— BEGIN Excerpt provided —

Using Array.prototype.map() to create array of counts, Array.prototype.reduce() to do counting

listOne = ["Pat", "cat", "hat", "Tat", "bat", "rat"];
listTwo = ["Pat", "mat", "sat", "rat", "cat", "Tat", "Pat"];

var res = listOne.map(function(word) {
  return listTwo.reduce(function(count, test) {
    return word === test ? ++count : count;
  }, 0);
});


document.getElementById('pre').innerHTML =JSON.stringify(res)
console.log(res)//[2,1,0,1,0,1]

<pre id="pre"></pre>

Answer 5

Just loop over both arrays. Something like this should work:

listOne = ["Pat", "cat", "hat", "Tat", "bat", "rat"];
listTwo = ["Pat", "mat", "sat", "rat", "cat", "Tat", "Pat"];


for(var i = 0; i < listOne.length; i++) {
    matches = 0;
    for(var j = 0; j < listTwo.length; j++) {
    if(listOne[i] == listTwo[j]) {
        matches++;
    }
  }
  console.log(listOne[i] + ' has '+ matches+ ' occurance(s)')
}

You can see it working here: https://jsfiddle.net/igor_9000/9n883kse/

Hope that helps!

— END Excerpt provided —

Instruction:
Answer these questions about the excerpt on counting matching words in JavaScript:
(a) Which array method does the first approach use to do the counting?
(b) What result does the comment after console.log(res) give?
(c) In the approach that loops over both arrays, which variable is incremented when two words match?

— BEGIN Raw records —

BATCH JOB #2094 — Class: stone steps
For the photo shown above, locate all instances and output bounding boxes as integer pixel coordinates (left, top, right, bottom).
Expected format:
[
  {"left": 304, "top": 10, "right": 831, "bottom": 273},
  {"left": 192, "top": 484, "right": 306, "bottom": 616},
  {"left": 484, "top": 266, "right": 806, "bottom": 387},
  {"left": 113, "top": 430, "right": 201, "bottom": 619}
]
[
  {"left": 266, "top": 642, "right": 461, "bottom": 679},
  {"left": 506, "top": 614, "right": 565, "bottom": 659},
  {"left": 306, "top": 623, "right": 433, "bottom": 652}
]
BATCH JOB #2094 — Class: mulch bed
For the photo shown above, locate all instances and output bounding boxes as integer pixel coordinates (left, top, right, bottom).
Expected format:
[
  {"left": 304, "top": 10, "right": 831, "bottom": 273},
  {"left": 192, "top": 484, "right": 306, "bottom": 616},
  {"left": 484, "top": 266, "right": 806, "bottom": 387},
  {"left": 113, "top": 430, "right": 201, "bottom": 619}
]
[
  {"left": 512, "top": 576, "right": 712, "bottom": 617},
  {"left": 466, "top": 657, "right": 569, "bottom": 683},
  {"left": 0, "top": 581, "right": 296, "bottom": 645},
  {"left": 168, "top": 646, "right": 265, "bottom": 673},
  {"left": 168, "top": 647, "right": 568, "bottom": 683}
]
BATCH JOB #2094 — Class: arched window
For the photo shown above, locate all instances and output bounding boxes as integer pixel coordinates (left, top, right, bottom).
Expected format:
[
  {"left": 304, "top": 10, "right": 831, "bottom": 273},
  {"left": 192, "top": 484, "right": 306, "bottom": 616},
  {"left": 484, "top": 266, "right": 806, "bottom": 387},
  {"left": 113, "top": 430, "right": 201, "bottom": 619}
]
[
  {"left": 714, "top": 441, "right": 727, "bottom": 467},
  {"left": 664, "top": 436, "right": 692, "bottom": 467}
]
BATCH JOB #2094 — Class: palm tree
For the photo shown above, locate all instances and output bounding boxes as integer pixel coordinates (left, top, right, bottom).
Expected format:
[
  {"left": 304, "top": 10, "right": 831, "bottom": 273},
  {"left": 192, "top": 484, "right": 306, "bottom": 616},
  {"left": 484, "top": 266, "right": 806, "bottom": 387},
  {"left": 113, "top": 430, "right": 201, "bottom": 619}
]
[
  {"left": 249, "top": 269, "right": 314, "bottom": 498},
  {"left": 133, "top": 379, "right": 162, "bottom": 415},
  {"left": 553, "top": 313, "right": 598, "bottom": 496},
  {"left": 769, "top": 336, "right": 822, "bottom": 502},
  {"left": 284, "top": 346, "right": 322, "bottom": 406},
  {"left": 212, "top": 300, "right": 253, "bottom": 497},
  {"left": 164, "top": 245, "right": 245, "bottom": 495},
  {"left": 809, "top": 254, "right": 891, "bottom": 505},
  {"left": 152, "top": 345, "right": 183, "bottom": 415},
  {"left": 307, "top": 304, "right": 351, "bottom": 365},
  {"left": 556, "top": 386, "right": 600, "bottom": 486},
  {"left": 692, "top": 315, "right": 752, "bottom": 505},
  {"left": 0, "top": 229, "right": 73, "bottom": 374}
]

— END Raw records —
— BEGIN Raw records —

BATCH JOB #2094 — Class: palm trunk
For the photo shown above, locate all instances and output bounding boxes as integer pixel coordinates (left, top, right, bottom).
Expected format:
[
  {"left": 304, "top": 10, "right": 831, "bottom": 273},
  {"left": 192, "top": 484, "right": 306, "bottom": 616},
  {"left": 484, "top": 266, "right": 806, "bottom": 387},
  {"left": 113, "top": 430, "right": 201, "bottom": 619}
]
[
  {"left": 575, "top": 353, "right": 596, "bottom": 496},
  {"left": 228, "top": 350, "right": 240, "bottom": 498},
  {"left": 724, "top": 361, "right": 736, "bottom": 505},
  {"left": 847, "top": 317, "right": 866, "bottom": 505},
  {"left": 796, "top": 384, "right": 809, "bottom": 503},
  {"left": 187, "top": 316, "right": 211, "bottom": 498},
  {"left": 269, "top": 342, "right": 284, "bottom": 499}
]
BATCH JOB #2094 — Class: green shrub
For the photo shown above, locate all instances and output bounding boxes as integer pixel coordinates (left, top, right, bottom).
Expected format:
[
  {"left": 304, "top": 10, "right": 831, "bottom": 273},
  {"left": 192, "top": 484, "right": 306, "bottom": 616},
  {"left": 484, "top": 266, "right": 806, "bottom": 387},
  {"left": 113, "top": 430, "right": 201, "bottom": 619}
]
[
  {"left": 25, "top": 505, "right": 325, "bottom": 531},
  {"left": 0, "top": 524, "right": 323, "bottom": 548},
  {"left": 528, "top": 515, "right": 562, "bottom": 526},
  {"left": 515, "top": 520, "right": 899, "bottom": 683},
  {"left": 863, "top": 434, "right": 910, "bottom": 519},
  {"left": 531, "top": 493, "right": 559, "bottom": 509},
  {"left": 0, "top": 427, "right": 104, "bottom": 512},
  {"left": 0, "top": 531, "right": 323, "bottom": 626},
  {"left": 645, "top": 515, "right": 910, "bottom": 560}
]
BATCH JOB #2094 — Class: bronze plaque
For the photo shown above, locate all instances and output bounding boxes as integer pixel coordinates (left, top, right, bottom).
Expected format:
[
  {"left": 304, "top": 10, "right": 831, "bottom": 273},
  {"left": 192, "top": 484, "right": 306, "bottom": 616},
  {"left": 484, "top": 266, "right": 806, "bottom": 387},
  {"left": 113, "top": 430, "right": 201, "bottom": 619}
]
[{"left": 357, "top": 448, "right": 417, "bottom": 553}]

— END Raw records —
— BEGIN Raw records —

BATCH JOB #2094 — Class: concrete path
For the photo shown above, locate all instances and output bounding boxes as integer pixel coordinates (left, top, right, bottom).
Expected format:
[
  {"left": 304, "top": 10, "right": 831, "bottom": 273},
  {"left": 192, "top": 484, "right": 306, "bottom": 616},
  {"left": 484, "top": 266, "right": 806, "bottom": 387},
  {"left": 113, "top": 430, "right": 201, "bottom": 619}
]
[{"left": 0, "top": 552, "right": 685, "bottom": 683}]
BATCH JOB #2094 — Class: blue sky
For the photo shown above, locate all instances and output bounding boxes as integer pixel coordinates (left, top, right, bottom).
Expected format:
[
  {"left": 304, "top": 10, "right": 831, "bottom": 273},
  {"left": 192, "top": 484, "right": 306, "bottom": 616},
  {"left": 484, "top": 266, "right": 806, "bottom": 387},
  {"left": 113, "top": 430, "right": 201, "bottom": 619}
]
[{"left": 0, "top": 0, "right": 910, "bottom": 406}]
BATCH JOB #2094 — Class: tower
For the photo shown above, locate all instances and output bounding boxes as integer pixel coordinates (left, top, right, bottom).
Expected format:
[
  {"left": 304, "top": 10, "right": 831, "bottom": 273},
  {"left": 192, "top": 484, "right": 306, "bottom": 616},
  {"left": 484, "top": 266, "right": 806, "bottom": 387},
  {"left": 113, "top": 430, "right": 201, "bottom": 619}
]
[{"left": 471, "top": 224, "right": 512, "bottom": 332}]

— END Raw records —

Worked answer:
(a) Array.prototype.reduce()
(b) [2,1,0,1,0,1]
(c) matches